** TASK GOAL **
Transcribe exactly the stretch of lines beginning at the one containing "Objective — one marker per instance of the bell" and closing with the last line of the entries below. Omit images.

***** TASK INPUTS

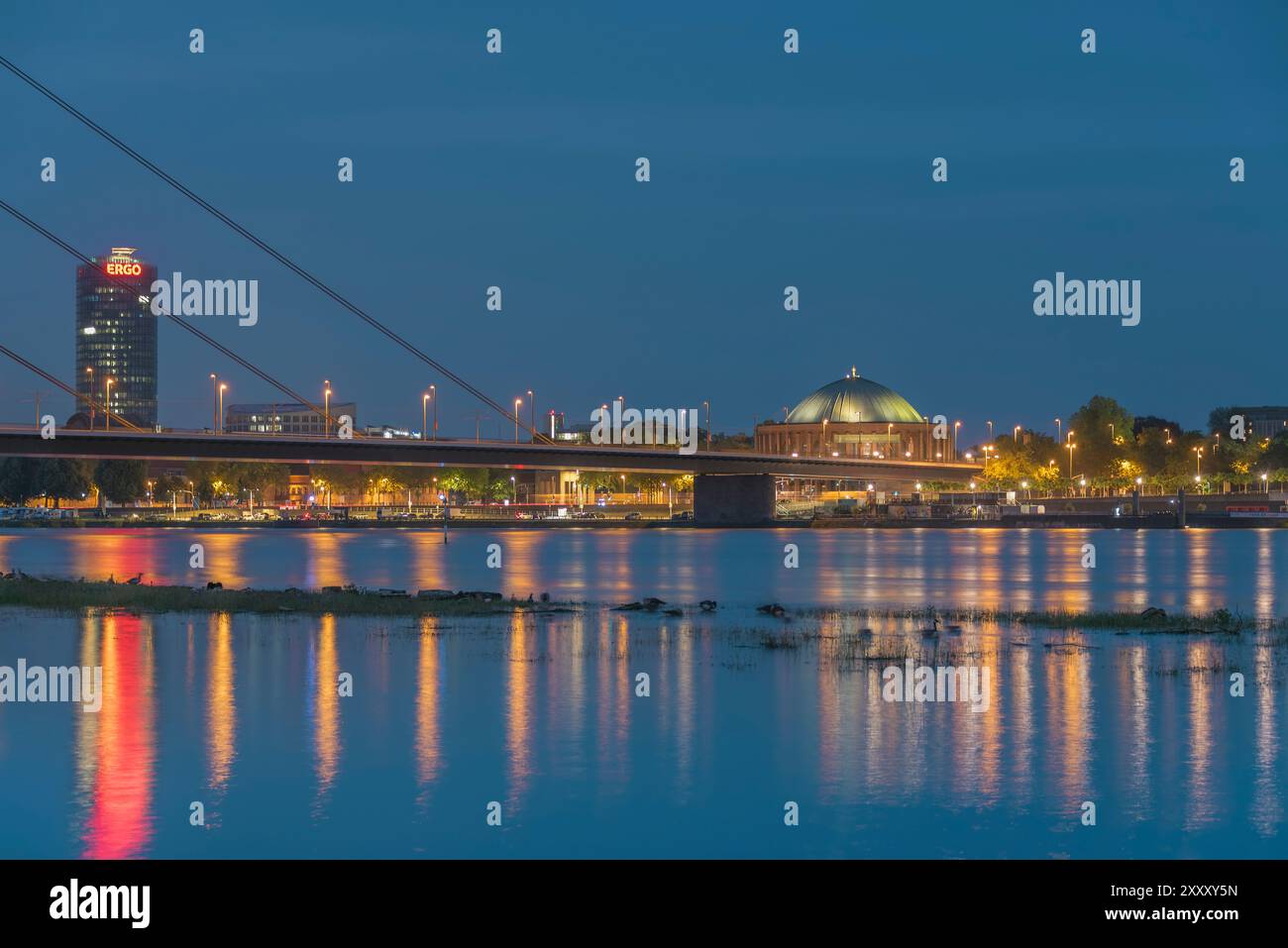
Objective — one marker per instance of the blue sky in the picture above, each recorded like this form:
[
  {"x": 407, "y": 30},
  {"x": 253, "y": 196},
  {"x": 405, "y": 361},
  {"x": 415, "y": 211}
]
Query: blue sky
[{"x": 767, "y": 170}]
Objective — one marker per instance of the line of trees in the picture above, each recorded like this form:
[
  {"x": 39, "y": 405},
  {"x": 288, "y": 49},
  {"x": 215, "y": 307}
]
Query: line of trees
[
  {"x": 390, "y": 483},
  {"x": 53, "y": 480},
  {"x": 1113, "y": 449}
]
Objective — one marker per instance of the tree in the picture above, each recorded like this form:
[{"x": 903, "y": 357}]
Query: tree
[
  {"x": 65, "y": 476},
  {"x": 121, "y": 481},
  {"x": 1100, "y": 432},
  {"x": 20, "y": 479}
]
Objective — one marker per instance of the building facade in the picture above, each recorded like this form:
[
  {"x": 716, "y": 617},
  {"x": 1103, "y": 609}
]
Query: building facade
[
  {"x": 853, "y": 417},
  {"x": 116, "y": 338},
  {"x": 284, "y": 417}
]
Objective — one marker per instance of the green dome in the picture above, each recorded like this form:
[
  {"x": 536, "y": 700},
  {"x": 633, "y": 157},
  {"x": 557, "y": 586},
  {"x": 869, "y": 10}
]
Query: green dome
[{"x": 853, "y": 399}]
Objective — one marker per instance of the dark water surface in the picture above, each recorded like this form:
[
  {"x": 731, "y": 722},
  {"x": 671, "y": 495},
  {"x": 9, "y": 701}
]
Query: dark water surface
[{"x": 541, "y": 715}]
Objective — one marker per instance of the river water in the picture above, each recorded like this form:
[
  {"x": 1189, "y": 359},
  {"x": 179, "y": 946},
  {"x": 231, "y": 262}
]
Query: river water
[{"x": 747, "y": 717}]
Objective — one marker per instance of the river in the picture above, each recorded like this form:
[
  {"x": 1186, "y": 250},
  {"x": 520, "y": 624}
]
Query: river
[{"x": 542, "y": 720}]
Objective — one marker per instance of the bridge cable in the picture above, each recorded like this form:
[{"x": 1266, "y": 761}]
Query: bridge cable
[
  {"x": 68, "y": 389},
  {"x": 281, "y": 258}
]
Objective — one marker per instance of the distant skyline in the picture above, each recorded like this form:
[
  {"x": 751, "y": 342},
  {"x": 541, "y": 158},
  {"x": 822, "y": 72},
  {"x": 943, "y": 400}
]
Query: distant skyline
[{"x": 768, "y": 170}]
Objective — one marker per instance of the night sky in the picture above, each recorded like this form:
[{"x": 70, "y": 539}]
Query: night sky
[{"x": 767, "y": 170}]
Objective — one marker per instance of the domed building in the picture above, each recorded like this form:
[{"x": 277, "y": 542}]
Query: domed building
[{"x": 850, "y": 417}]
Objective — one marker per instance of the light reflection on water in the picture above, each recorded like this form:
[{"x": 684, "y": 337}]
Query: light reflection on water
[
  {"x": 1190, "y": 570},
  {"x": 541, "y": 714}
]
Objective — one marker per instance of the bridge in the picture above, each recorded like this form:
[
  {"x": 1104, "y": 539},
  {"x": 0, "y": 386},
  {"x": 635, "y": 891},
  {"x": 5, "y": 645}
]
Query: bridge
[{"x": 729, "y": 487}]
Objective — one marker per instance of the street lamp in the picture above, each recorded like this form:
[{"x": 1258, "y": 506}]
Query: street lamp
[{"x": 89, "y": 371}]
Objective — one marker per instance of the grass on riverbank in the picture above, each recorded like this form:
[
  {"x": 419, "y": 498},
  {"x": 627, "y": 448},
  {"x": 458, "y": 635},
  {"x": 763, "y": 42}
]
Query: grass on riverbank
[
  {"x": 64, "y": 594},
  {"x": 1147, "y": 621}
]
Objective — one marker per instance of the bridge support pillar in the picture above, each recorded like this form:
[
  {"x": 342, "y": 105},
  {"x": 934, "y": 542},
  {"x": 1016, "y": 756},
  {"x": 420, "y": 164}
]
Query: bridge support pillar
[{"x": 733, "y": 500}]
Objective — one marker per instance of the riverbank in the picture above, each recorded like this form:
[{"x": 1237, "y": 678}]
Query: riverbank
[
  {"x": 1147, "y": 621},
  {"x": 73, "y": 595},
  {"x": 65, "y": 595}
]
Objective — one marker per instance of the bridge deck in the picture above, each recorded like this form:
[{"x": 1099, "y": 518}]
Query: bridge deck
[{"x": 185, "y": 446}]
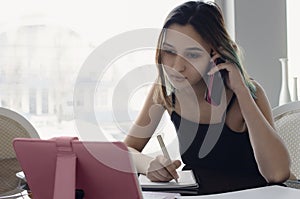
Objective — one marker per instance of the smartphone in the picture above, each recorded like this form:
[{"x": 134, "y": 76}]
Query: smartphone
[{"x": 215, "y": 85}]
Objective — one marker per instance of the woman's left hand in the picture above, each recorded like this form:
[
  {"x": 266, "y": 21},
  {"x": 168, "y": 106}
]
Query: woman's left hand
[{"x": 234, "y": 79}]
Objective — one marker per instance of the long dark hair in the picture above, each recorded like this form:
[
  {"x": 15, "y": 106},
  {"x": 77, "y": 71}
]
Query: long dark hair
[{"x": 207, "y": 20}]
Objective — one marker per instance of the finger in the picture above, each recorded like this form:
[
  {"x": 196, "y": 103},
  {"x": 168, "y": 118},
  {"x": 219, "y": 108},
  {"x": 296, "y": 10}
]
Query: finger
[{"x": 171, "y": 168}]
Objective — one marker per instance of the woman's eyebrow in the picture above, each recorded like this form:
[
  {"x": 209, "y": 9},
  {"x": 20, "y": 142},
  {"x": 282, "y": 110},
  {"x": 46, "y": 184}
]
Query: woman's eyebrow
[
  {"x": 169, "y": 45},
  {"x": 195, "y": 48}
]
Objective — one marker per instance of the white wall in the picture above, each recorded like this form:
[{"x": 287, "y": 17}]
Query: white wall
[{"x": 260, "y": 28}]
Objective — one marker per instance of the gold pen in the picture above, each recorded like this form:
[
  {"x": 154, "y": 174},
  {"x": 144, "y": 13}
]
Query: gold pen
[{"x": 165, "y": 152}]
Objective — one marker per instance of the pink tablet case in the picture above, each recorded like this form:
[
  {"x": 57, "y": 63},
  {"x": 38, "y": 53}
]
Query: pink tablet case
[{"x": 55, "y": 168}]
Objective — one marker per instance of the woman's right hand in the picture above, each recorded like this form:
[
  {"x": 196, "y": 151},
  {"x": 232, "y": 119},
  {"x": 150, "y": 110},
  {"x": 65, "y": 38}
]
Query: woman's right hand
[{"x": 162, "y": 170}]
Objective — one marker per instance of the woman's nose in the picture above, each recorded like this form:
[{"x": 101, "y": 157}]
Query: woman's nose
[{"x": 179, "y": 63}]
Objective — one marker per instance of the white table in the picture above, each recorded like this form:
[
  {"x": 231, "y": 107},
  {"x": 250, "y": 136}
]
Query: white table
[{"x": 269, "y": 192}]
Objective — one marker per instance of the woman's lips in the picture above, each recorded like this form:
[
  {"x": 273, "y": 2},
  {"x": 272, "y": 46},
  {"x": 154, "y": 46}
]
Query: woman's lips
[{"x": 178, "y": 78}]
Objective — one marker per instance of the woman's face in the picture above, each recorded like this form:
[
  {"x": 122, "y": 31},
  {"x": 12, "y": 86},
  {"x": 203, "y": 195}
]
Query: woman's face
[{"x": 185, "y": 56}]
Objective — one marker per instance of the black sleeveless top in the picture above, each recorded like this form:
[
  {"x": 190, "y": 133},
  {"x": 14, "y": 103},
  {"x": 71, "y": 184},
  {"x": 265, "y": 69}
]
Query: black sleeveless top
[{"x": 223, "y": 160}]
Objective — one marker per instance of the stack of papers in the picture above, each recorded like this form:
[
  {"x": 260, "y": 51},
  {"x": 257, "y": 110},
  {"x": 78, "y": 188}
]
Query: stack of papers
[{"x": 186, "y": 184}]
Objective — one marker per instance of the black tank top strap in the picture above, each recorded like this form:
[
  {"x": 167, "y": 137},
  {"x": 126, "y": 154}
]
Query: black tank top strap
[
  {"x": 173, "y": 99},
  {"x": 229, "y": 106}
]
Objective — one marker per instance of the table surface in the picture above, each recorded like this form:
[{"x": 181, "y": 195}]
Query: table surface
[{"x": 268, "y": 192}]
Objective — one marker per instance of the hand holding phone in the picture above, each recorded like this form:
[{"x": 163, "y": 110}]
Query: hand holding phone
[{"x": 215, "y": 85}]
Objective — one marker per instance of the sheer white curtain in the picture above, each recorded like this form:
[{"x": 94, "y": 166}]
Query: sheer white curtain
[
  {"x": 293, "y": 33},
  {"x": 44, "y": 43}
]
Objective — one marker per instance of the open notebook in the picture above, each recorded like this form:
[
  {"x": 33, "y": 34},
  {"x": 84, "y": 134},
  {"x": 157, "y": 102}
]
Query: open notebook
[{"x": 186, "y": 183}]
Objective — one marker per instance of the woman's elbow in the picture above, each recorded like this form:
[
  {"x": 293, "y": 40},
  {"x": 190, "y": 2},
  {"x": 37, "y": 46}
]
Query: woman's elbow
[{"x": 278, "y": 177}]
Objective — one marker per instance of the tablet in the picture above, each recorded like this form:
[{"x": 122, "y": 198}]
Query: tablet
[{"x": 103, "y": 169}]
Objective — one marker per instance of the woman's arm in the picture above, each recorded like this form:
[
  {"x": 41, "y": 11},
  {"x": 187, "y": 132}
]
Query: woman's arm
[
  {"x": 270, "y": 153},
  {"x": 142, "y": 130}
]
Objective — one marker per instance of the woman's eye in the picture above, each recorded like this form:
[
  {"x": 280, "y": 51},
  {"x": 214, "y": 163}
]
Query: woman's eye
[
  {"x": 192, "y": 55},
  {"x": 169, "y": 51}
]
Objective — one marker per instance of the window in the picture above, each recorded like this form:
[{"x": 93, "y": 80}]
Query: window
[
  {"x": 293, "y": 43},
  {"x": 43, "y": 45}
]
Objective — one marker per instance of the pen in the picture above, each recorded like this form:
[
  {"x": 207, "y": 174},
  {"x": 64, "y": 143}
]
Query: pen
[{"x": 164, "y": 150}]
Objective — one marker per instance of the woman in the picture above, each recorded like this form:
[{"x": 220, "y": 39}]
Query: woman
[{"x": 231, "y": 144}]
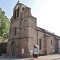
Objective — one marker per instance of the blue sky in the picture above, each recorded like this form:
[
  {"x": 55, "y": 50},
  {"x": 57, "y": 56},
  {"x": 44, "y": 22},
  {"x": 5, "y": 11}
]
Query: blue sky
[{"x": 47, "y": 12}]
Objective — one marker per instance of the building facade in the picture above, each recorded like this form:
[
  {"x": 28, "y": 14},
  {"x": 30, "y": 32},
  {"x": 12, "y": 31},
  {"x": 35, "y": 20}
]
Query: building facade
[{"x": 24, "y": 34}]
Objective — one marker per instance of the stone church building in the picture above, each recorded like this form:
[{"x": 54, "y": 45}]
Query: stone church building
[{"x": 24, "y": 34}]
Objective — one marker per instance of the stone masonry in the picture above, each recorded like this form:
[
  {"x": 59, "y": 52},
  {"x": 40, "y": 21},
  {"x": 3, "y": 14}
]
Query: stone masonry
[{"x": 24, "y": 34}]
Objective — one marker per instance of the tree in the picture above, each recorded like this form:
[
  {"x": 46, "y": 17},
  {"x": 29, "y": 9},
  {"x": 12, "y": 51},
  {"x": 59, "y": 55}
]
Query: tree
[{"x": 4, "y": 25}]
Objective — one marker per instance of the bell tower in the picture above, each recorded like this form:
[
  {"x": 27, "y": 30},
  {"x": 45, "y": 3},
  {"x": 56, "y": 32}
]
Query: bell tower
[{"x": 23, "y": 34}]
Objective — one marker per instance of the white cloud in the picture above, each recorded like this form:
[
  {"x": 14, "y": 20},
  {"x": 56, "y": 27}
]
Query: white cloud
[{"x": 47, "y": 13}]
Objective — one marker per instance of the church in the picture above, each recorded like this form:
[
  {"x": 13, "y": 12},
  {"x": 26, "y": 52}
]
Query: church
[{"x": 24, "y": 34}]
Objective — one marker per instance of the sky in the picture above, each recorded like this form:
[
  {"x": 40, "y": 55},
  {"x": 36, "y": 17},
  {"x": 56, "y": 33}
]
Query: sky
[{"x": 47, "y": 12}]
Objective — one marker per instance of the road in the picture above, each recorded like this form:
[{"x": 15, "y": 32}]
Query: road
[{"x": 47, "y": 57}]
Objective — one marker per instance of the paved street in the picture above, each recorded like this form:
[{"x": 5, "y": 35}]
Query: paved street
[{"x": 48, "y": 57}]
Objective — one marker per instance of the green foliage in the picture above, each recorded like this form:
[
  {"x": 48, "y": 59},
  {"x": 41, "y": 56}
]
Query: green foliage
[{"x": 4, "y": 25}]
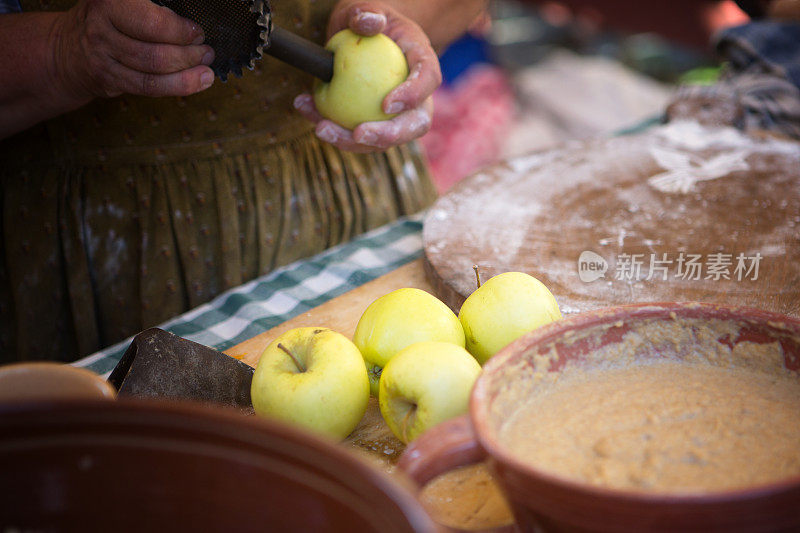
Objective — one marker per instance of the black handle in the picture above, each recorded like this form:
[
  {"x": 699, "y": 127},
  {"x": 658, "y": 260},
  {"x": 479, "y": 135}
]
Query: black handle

**********

** SOLUTION TO THIS PROBLEM **
Objective — one marker per instance of the bell tower in the picture above, each recorded like this form:
[
  {"x": 27, "y": 30},
  {"x": 45, "y": 3},
  {"x": 56, "y": 32}
]
Query: bell tower
[{"x": 23, "y": 34}]
Objective — one marker per instance of the white cloud in the picture above, each recorded like this form:
[
  {"x": 14, "y": 20},
  {"x": 56, "y": 27}
]
Query: white cloud
[{"x": 47, "y": 13}]
Objective — one marker per instance of the church in the picture above, each recorded like this form:
[
  {"x": 13, "y": 12},
  {"x": 26, "y": 52}
]
Query: church
[{"x": 24, "y": 34}]
Objective — one marker per instance of the sky in the picture above, each recorded like this form:
[
  {"x": 40, "y": 55},
  {"x": 36, "y": 17},
  {"x": 56, "y": 33}
]
Query: sky
[{"x": 47, "y": 12}]
Objective — one marker per instance of the road in the picture above, each recorded like this form:
[{"x": 15, "y": 32}]
Query: road
[{"x": 47, "y": 57}]
Objective — one marker per instance of the paved street in the picture above, each recorded like this form:
[{"x": 5, "y": 35}]
Query: paved street
[{"x": 48, "y": 57}]
Objective — one marker per instance of the green foliage in the picture above, each recorded like this form:
[
  {"x": 48, "y": 59},
  {"x": 41, "y": 56}
]
Query: green foliage
[{"x": 4, "y": 25}]
Objective — one marker per instance of the black handle in the picture above, each recorded like this form:
[
  {"x": 699, "y": 127},
  {"x": 658, "y": 260},
  {"x": 479, "y": 135}
]
Query: black handle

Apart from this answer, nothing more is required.